------ LISTED ENTRIES ------
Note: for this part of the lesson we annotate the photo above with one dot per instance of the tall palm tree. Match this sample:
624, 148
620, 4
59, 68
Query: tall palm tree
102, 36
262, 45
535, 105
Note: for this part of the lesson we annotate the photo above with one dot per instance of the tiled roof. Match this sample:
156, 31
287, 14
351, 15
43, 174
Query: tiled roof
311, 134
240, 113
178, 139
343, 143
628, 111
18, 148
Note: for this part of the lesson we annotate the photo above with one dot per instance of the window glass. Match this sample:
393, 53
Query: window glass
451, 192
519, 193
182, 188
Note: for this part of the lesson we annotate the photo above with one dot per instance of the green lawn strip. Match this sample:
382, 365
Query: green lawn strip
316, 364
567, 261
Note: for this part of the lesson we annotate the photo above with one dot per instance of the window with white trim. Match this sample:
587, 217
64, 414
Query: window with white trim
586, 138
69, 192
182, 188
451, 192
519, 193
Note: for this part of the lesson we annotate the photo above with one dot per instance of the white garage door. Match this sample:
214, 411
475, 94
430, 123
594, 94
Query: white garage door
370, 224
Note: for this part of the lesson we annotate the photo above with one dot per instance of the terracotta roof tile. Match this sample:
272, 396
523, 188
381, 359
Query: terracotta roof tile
------
* [TASK OBJECTIVE]
Search the data for the string "terracotta" and say how many lines include it, giving only the number.

* [EXERCISE OUTPUT]
2